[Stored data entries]

********************

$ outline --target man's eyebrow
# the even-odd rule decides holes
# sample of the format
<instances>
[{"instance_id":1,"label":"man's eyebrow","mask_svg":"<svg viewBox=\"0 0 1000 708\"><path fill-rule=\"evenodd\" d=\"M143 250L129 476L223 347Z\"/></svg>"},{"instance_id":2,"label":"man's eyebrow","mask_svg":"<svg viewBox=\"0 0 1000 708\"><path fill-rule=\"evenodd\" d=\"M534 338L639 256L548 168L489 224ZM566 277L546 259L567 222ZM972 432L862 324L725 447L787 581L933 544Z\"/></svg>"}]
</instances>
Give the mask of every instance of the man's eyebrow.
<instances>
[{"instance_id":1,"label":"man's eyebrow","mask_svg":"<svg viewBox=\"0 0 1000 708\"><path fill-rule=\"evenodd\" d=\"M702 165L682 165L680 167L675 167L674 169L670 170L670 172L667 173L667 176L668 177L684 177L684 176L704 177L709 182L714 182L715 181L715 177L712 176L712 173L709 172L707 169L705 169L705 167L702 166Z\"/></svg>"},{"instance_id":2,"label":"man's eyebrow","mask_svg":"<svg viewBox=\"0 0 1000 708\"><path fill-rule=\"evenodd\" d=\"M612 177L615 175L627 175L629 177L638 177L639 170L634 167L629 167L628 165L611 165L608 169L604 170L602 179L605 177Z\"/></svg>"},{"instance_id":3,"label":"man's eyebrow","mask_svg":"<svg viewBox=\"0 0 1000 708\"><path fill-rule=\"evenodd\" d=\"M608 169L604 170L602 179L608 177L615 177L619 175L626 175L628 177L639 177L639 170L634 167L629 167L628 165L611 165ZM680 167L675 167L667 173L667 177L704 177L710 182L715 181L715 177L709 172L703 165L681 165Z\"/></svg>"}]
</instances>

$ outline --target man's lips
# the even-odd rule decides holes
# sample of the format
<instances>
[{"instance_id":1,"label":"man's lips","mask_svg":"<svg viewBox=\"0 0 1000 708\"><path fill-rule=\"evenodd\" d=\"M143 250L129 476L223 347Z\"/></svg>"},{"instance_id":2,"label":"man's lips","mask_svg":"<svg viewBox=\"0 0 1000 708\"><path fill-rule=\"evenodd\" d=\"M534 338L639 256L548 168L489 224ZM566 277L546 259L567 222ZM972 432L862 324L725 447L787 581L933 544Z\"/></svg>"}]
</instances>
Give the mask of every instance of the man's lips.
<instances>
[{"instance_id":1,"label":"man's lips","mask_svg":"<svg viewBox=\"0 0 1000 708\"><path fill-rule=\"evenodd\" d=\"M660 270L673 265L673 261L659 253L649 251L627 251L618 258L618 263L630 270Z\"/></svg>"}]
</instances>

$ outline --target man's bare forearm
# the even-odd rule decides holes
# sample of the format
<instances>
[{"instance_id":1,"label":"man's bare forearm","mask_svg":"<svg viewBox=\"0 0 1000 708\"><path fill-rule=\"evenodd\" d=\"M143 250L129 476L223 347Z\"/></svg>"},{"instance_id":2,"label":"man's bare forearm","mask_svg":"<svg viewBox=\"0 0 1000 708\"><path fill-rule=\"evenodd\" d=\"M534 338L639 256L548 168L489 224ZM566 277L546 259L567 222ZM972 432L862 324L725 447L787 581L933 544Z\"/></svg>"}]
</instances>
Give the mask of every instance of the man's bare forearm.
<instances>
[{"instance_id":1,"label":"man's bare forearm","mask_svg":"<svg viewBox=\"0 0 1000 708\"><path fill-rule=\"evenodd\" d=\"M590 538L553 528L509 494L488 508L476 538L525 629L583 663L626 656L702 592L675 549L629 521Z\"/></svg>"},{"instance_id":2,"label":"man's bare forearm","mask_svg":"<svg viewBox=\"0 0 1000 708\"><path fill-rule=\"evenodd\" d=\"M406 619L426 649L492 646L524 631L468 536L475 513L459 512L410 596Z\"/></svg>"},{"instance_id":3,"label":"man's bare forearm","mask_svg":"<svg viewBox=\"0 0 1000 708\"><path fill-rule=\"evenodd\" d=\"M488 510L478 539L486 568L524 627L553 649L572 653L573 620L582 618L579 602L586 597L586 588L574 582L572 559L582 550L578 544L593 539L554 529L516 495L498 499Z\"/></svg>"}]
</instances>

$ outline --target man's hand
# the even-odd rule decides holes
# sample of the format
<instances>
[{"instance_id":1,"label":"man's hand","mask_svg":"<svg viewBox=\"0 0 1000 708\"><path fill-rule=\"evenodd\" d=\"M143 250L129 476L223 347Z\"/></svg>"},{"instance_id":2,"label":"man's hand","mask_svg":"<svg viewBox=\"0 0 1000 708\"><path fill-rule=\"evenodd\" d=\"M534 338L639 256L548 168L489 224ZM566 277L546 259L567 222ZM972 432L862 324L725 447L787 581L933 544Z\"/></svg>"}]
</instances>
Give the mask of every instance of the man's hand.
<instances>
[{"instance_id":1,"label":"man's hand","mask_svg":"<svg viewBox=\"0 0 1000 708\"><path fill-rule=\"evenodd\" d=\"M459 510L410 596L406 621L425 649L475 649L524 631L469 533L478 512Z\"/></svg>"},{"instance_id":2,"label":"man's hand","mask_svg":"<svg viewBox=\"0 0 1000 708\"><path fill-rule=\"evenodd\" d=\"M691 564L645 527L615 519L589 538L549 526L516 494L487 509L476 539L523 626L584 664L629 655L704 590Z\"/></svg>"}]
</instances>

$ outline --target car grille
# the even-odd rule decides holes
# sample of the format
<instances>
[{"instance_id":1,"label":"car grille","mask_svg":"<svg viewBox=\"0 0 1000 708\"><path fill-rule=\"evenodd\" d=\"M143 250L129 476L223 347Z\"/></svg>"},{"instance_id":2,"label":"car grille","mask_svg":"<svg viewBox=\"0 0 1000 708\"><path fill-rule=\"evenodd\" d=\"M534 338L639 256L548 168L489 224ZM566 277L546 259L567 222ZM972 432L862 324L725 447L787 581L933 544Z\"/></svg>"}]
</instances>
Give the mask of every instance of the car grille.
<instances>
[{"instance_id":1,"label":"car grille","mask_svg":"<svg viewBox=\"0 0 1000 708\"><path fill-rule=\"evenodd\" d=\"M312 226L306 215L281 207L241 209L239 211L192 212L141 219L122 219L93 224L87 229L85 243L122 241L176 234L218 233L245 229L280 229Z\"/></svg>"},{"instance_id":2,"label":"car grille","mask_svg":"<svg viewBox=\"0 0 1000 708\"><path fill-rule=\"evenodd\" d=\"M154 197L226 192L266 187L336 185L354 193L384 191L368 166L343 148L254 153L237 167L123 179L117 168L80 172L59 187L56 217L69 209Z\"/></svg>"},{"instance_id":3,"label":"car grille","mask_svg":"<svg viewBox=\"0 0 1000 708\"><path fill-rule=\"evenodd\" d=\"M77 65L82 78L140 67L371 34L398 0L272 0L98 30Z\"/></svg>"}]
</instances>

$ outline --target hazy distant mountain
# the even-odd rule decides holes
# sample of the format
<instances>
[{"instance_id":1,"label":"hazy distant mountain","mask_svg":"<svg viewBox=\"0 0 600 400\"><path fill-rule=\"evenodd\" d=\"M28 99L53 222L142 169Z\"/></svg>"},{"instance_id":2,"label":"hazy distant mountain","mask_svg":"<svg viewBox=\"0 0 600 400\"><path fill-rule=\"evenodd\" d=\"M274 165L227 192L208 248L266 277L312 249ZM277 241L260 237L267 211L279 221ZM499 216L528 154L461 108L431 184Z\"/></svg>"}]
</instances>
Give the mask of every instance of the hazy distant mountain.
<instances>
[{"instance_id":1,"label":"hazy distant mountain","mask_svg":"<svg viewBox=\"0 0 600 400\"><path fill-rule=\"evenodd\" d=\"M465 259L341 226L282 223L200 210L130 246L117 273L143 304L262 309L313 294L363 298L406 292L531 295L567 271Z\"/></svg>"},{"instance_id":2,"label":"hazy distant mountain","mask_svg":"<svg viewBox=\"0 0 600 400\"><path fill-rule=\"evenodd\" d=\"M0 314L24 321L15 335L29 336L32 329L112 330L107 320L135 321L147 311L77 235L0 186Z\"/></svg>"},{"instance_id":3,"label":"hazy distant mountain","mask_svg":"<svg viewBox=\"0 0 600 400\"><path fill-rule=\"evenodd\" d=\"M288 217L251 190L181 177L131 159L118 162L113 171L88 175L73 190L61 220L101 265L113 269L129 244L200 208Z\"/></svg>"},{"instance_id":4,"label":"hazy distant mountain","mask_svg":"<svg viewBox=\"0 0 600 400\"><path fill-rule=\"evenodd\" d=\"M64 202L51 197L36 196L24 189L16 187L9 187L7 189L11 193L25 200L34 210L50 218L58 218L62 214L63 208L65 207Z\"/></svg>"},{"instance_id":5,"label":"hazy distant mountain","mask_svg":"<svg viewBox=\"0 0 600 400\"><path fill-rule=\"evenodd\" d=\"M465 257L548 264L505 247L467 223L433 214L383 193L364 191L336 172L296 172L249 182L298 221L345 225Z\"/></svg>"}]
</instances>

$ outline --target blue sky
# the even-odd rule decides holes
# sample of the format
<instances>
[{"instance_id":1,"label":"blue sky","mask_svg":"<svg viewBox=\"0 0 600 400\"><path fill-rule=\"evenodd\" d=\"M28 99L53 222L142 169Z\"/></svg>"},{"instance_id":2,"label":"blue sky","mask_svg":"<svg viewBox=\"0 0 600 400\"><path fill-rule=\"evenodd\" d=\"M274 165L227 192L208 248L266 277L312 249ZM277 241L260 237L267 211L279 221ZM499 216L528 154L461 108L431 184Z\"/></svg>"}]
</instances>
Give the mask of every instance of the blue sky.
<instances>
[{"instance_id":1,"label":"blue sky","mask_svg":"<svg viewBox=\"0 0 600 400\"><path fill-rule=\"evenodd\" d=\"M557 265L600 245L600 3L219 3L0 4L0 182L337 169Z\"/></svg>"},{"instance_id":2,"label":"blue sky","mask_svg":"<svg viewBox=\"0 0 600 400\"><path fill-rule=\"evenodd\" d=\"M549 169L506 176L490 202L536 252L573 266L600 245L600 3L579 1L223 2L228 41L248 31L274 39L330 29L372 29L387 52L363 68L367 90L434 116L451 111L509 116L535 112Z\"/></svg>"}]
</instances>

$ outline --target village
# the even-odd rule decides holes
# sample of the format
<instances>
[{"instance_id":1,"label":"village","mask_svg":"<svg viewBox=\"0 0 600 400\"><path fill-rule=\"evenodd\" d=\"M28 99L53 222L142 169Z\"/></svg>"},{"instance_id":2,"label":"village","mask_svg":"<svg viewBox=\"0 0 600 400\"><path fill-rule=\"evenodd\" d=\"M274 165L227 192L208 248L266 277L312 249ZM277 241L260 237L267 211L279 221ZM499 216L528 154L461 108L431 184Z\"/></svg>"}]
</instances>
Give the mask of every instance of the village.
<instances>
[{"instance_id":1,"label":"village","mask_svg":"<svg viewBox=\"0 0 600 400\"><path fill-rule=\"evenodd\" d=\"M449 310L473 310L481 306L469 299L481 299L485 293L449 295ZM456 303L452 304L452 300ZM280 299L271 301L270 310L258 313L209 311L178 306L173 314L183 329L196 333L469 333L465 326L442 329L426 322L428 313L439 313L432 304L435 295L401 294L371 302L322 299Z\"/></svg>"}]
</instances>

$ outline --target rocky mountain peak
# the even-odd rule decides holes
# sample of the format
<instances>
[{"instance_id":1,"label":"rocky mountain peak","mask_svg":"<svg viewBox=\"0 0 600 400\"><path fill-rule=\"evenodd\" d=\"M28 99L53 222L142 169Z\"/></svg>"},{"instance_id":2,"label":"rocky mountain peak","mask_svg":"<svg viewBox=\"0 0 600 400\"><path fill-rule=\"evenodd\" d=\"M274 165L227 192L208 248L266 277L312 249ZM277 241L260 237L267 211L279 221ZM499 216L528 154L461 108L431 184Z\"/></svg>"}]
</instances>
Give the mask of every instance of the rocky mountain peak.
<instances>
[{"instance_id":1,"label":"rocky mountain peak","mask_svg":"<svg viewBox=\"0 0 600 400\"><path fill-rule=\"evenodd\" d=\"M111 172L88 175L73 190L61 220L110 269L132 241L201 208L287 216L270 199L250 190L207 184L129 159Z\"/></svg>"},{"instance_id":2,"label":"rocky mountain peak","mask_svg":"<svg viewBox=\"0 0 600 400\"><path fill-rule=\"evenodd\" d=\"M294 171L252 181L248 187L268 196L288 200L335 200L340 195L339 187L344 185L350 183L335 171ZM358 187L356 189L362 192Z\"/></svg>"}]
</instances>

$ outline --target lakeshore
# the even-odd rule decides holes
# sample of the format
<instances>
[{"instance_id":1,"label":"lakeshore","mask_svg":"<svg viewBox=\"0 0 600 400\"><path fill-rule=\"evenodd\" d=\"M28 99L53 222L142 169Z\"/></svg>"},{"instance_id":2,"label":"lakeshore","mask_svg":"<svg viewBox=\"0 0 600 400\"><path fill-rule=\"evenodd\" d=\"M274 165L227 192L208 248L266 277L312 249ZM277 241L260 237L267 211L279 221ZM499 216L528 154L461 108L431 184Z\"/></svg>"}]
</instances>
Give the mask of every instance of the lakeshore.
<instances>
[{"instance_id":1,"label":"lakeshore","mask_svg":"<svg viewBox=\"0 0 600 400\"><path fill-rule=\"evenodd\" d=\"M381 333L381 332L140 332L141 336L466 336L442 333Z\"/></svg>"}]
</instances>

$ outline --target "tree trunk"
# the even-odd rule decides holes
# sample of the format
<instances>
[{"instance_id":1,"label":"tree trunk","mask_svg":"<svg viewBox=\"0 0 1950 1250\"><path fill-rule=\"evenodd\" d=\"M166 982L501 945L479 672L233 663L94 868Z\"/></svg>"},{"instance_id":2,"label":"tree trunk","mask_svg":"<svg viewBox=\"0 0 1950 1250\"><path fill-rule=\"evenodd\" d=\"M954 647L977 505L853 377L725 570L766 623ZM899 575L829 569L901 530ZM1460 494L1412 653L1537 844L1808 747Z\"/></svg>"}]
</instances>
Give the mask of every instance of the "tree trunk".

********************

■ **PROBLEM TO SOLVE**
Examine each line of the records above and tally those with the string "outline". State the total alone.

■ **ANSWER SPACE**
11